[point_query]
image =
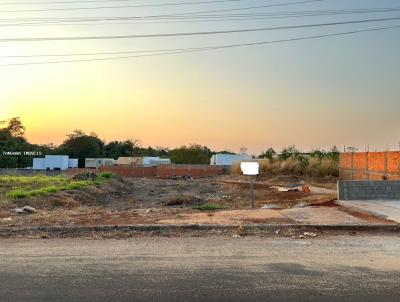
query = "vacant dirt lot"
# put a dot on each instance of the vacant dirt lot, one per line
(149, 200)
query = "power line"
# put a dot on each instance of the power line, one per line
(144, 5)
(188, 50)
(63, 2)
(203, 18)
(168, 15)
(193, 33)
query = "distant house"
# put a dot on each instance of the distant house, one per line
(54, 162)
(228, 159)
(96, 163)
(143, 161)
(127, 161)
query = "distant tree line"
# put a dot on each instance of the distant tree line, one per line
(81, 145)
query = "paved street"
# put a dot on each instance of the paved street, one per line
(329, 268)
(387, 209)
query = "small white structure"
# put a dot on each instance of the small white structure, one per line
(228, 159)
(127, 160)
(143, 161)
(73, 163)
(159, 161)
(250, 168)
(39, 164)
(96, 163)
(54, 162)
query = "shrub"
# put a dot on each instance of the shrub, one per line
(299, 166)
(76, 185)
(17, 194)
(207, 207)
(106, 175)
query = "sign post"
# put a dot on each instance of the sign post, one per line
(251, 169)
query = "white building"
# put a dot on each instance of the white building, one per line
(228, 159)
(143, 161)
(156, 161)
(73, 163)
(54, 162)
(96, 163)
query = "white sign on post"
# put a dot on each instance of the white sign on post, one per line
(250, 168)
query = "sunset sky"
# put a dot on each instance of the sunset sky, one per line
(315, 93)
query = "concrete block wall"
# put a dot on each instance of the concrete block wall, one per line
(368, 190)
(370, 165)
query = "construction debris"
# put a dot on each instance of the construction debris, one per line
(25, 209)
(292, 188)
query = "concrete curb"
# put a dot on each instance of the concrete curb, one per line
(76, 231)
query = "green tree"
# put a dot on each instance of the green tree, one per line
(80, 145)
(268, 154)
(117, 149)
(289, 152)
(12, 140)
(193, 154)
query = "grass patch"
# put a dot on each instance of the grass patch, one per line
(21, 193)
(17, 194)
(106, 175)
(76, 185)
(42, 185)
(207, 207)
(314, 167)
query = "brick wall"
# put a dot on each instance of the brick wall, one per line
(368, 190)
(370, 165)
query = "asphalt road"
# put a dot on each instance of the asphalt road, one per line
(334, 268)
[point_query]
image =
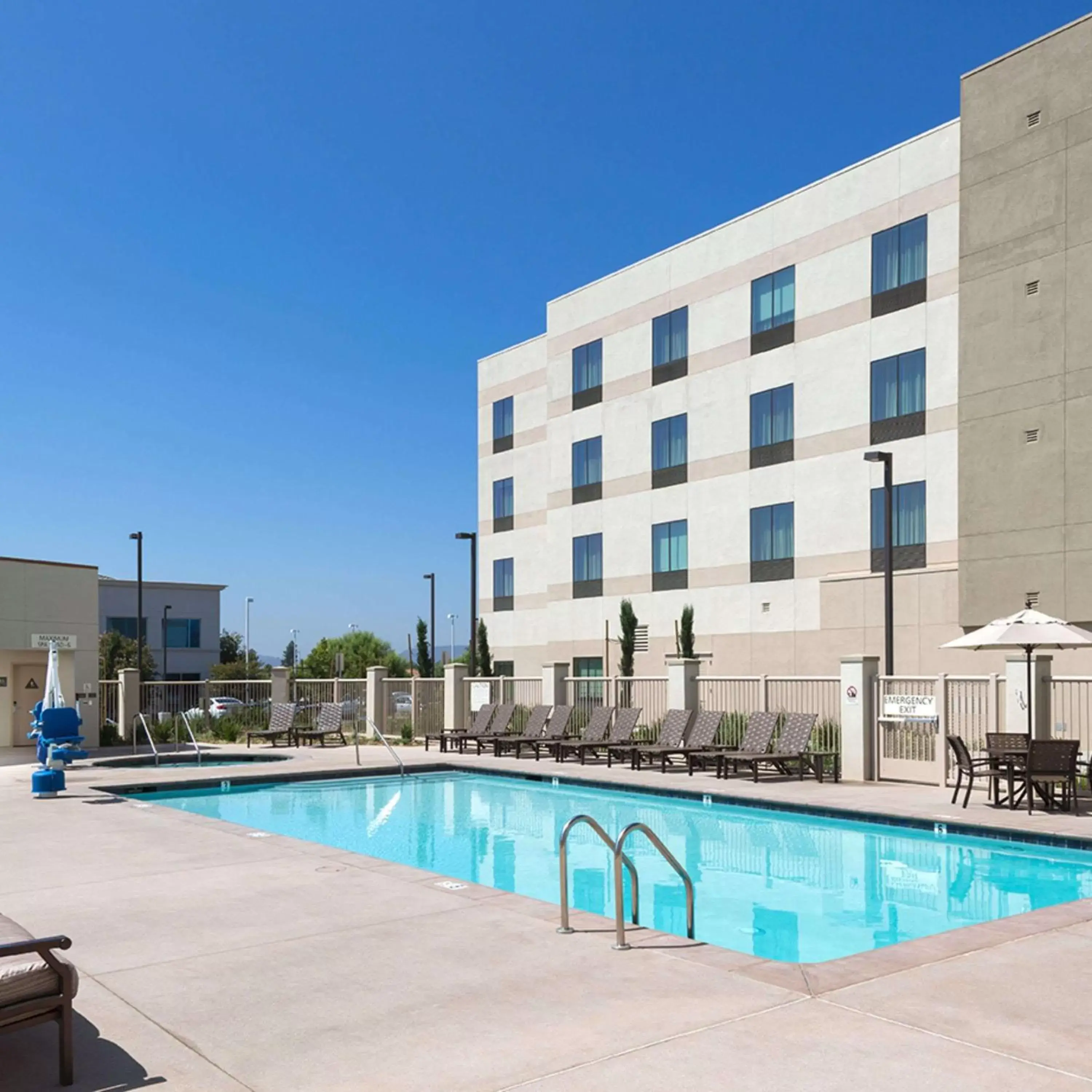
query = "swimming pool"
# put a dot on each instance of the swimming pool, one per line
(786, 886)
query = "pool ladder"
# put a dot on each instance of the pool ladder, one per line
(621, 860)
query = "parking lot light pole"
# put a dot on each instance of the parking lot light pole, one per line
(885, 458)
(472, 538)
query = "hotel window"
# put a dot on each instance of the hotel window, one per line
(908, 523)
(670, 347)
(899, 267)
(184, 634)
(772, 426)
(503, 425)
(503, 505)
(774, 309)
(504, 585)
(669, 451)
(588, 470)
(899, 397)
(127, 627)
(587, 566)
(588, 375)
(669, 556)
(772, 543)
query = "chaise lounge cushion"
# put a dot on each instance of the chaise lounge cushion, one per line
(27, 978)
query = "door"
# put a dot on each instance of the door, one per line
(30, 681)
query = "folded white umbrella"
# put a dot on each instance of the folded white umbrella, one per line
(1028, 630)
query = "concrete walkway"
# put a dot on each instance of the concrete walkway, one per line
(211, 960)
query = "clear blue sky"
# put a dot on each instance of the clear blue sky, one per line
(250, 252)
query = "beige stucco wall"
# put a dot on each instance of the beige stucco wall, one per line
(47, 598)
(1026, 361)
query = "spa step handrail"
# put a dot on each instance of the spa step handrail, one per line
(564, 863)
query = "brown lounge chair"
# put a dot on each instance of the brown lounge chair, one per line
(672, 732)
(282, 717)
(791, 749)
(497, 727)
(699, 739)
(36, 986)
(328, 723)
(756, 741)
(596, 733)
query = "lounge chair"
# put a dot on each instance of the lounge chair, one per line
(756, 741)
(672, 730)
(282, 717)
(700, 737)
(497, 727)
(37, 985)
(596, 733)
(328, 723)
(791, 748)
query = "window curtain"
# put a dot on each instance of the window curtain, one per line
(885, 260)
(912, 244)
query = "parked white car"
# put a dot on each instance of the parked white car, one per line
(219, 707)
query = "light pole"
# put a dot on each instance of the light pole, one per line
(886, 459)
(431, 577)
(472, 538)
(139, 538)
(165, 610)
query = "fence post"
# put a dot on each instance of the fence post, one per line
(375, 706)
(279, 686)
(128, 700)
(859, 717)
(942, 753)
(454, 719)
(683, 684)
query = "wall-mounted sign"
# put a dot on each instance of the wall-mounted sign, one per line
(62, 640)
(918, 706)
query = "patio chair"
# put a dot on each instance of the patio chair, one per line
(699, 737)
(36, 986)
(1051, 764)
(532, 732)
(282, 717)
(971, 768)
(328, 723)
(594, 734)
(791, 749)
(672, 731)
(756, 741)
(497, 727)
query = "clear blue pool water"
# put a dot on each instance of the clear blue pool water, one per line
(780, 885)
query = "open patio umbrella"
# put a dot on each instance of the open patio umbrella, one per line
(1029, 630)
(52, 697)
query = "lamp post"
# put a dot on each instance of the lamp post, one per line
(431, 577)
(165, 610)
(886, 459)
(472, 538)
(138, 537)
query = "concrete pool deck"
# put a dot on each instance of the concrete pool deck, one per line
(212, 960)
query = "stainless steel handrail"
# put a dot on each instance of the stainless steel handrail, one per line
(564, 854)
(194, 739)
(151, 742)
(383, 739)
(620, 944)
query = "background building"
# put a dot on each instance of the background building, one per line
(193, 623)
(692, 430)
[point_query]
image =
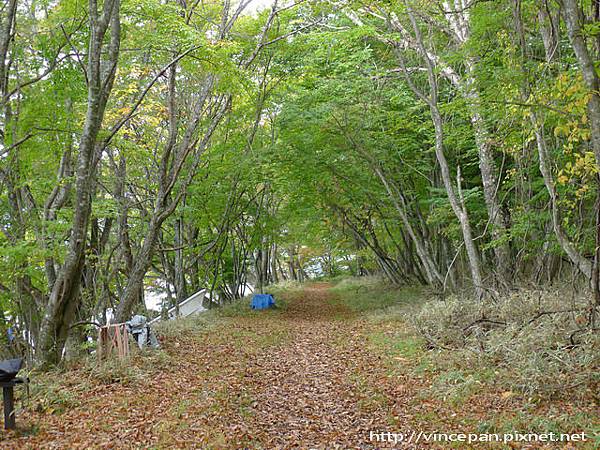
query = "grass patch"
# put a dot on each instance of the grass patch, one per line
(372, 295)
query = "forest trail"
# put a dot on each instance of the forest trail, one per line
(302, 376)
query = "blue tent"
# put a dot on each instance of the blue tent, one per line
(262, 301)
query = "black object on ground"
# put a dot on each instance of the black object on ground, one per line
(8, 380)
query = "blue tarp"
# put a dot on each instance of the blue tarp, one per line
(262, 301)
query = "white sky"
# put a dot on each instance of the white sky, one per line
(257, 5)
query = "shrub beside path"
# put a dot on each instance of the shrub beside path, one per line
(305, 376)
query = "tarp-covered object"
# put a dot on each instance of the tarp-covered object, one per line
(142, 332)
(9, 368)
(262, 301)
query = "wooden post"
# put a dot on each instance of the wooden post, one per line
(112, 339)
(9, 407)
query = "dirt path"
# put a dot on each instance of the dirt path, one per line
(298, 378)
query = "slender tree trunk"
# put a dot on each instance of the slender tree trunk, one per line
(63, 300)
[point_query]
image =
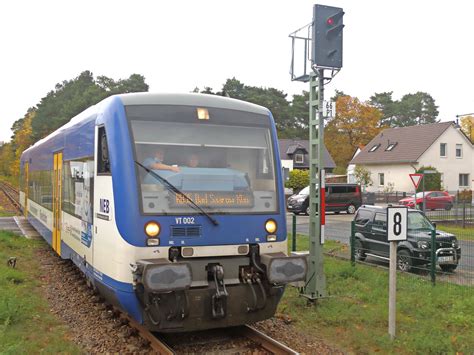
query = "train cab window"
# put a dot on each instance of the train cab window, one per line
(233, 168)
(103, 162)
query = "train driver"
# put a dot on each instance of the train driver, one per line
(156, 162)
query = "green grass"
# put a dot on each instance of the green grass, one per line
(354, 317)
(4, 213)
(26, 325)
(460, 232)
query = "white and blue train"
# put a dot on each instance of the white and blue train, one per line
(177, 246)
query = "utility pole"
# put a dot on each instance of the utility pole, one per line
(326, 55)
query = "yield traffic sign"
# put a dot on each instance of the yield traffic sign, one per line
(416, 178)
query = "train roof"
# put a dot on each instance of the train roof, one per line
(146, 98)
(190, 99)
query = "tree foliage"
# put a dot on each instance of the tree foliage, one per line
(412, 109)
(432, 182)
(298, 179)
(354, 125)
(467, 126)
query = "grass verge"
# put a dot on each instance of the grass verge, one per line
(26, 325)
(354, 317)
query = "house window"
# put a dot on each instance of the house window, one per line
(299, 158)
(463, 180)
(442, 150)
(374, 148)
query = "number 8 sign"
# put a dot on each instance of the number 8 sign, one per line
(397, 220)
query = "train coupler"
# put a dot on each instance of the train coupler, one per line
(219, 298)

......

**WORK TO BE COMPLETED:** With the pictures removed, write the listing out word for word.

**ANSWER BELOW:**
[point_query]
image =
query = "vacant dirt lot"
# put a dot on each instance of the vacant dirt lot, one per line
(149, 200)
query = "power line"
# put a dot on each instance of the power line, one per line
(144, 5)
(188, 50)
(63, 2)
(203, 18)
(168, 15)
(193, 33)
query = "distant house"
# put a dot on each instance of the distant house, one per line
(54, 162)
(228, 159)
(96, 163)
(143, 161)
(127, 161)
query = "distant tree line"
# put a dot on each instance of the distant tree line, one per line
(81, 145)
query = "paved street"
# put a dot on each instance of the paved street, one per line
(329, 268)
(387, 209)
query = "small white structure"
# put a dot on each instance of the small white structure, one per line
(228, 159)
(127, 160)
(143, 161)
(73, 163)
(159, 161)
(250, 168)
(39, 164)
(96, 163)
(54, 162)
query = "shrub"
# put a dot on each instance of the shrub, one per line
(299, 166)
(76, 185)
(17, 194)
(207, 207)
(106, 175)
query = "sign post"
# put a dot on each instance of the sign post, one per line
(251, 169)
query = "white building"
# put a dot on each instance of the white building, one per line
(228, 159)
(143, 161)
(156, 161)
(73, 163)
(54, 162)
(96, 163)
query = "white sign on post"
# put a dot on each instance of the white sign on post, one per line
(250, 168)
query = "sunset sky"
# put a dot on each instance of the sunset sky, one per line
(315, 93)
query = "concrete block wall"
# put a dot on each instance of the concrete block wall, one per line
(368, 190)
(370, 165)
query = "construction debris"
# put a dot on each instance of the construction debris, one per line
(25, 209)
(292, 188)
query = "concrete curb"
# put a dot on each instance of the concrete curb, one per line
(76, 231)
query = "green tree"
# put a dot on each instance of the green tree, one per line
(80, 145)
(268, 154)
(117, 149)
(289, 152)
(12, 140)
(193, 154)
query = "grass patch"
# put a dot on each instance of the grass patch, one per line
(21, 193)
(17, 194)
(106, 175)
(76, 185)
(42, 185)
(207, 207)
(314, 167)
query = "brick wall"
# put a dot on each instance of the brick wall, one per line
(368, 190)
(370, 165)
query = "asphalt road"
# put a dot on each instance of the asphalt road, one per line
(334, 268)
[point_query]
image =
query = "swimming pool"
# put a dot on each instance of the swimming pool, one per line
(786, 886)
query = "pool ladder"
# put a dot on each instance of the pool ladder, one per line
(621, 860)
query = "parking lot light pole"
# put a dot on each instance of the parking lot light pole, one per line
(885, 458)
(472, 538)
query = "hotel window"
# put a dot on each instance of the hotel window, one per line
(908, 523)
(670, 347)
(899, 267)
(184, 634)
(772, 426)
(503, 425)
(503, 505)
(774, 309)
(504, 585)
(669, 451)
(588, 470)
(899, 397)
(127, 627)
(587, 566)
(588, 375)
(669, 556)
(772, 543)
query = "chaise lounge cushion"
# put a dot on each instance of the chaise lounge cushion, one per line
(27, 978)
query = "door"
# put a dot on each instance of the door, one per line
(30, 681)
query = "folded white umbrella"
# put a dot on each instance of the folded white umbrella, one per line
(1028, 630)
query = "concrete walkway"
# put a dot on each instance of the concrete walkway, one per line
(211, 960)
query = "clear blue sky"
# put a dot on each instance of the clear blue sky, one per line
(250, 252)
query = "beige stucco wall"
# put a dot on each instance of the beige stucco wall, one per line
(47, 598)
(1026, 361)
query = "spa step handrail"
# put a dot on each instance of the spa step handrail, one per line
(564, 863)
query = "brown lounge chair"
# put a dot on each instance of the brown lounge chair, one per line
(672, 732)
(282, 717)
(791, 749)
(497, 727)
(699, 739)
(36, 986)
(328, 723)
(756, 741)
(596, 733)
query = "lounge chair"
# put a dot on each instance of the lounge chair, one per line
(756, 741)
(672, 730)
(282, 717)
(700, 737)
(497, 727)
(37, 985)
(596, 733)
(328, 723)
(791, 748)
query = "window curtain"
# put a dot on each instance of the window curtain, one per line
(885, 260)
(912, 244)
query = "parked white car"
# put a dot on each instance of the parked white car, one per line
(219, 707)
query = "light pole"
# put a dot on each instance of the light pole, one per line
(886, 459)
(431, 577)
(472, 538)
(139, 538)
(165, 610)
query = "fence post"
# put a dot on each instance of the fence post, one per line
(375, 706)
(279, 686)
(128, 700)
(859, 717)
(942, 753)
(454, 719)
(683, 684)
query = "wall-mounted sign"
# put a dot on each instance of the wall-mounted sign, one per line
(62, 640)
(918, 706)
query = "patio chair"
# put a dot on each instance of the patio chair, one per line
(699, 737)
(36, 986)
(1051, 764)
(532, 732)
(282, 717)
(971, 768)
(328, 723)
(594, 734)
(791, 749)
(672, 731)
(756, 741)
(497, 727)
query = "clear blue pool water"
# put a dot on each instance of the clear blue pool water, one per line
(780, 885)
query = "open patio umbrella"
# put a dot on each instance of the open patio umbrella, one per line
(1029, 630)
(52, 697)
query = "lamp post"
# put a dot on each instance of the lamp post, one per line
(431, 577)
(165, 610)
(886, 459)
(472, 538)
(138, 537)
query = "concrete pool deck"
# put a dot on each instance of the concrete pool deck, one per line
(212, 960)
query = "stainless steel handrail"
# put a dot on each instance of the stainless steel handrail, one per line
(564, 854)
(194, 739)
(151, 742)
(383, 739)
(620, 944)
query = "background building"
# put a dot on each instance of the background building, one per line
(193, 623)
(692, 430)
[point_query]
image =
query = "grass patch"
# put a dot on each instance of the grass patch, one per line
(372, 295)
query = "forest trail"
# put a dot on each instance of the forest trail, one per line
(302, 376)
query = "blue tent"
# put a dot on each instance of the blue tent, one per line
(262, 301)
query = "black object on ground"
# put a dot on each instance of the black object on ground, one per line
(8, 380)
query = "blue tarp"
# put a dot on each instance of the blue tarp, one per line
(262, 301)
query = "white sky"
# put a dot on each instance of the white sky, one per line
(257, 5)
query = "shrub beside path"
# put a dot on each instance of the shrub beside path, one per line
(305, 376)
query = "tarp-covered object"
# put a dot on each instance of the tarp-covered object, one per line
(142, 332)
(9, 368)
(262, 301)
query = "wooden post"
# put a dot on each instance of the wooden post, one per line
(112, 339)
(9, 407)
query = "dirt path"
# put a dot on each instance of the dirt path, one per line
(298, 378)
query = "slender tree trunk"
# put a dot on each instance of the slender tree trunk, one per line
(63, 300)
[point_query]
image =
query = "train cab window"
# put a dot on each instance of the train cab window, one per line
(233, 168)
(103, 162)
query = "train driver"
# put a dot on each instance of the train driver, one per line
(156, 162)
query = "green grass"
# put a dot on each instance of the green grass, one per line
(354, 317)
(4, 213)
(26, 325)
(460, 232)
query = "white and blue train"
# put a dot on each instance of the white and blue train, one per line
(177, 246)
query = "utility pole"
# put a dot on each instance of the utility pole, one per line
(326, 55)
query = "yield traffic sign"
# put a dot on each instance of the yield traffic sign, one per line
(416, 178)
query = "train roof"
# put a dot on each instance of the train roof, one per line
(146, 98)
(190, 99)
query = "tree foliage"
# put a dot on each instance of the tree foliage, one per line
(412, 109)
(432, 182)
(298, 179)
(354, 125)
(467, 126)
query = "grass verge"
# put a dot on each instance of the grass verge, one per line
(26, 325)
(354, 317)
query = "house window"
# put a dot on each instance of the house window, one per line
(299, 158)
(463, 180)
(442, 150)
(374, 148)
query = "number 8 sign"
# put a dot on each instance of the number 8 sign, one per line
(397, 220)
query = "train coupler"
# put a dot on each instance of the train coupler, one per line
(219, 298)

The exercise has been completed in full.